__Problem to work on__. Copy out the listing below line for line, with no changes.

__Exercise inputs__.
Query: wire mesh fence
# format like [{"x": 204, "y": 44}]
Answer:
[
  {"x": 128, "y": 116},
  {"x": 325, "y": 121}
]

__Task response__.
Query: wire mesh fence
# format like [{"x": 204, "y": 44}]
Answer:
[
  {"x": 128, "y": 116},
  {"x": 325, "y": 121}
]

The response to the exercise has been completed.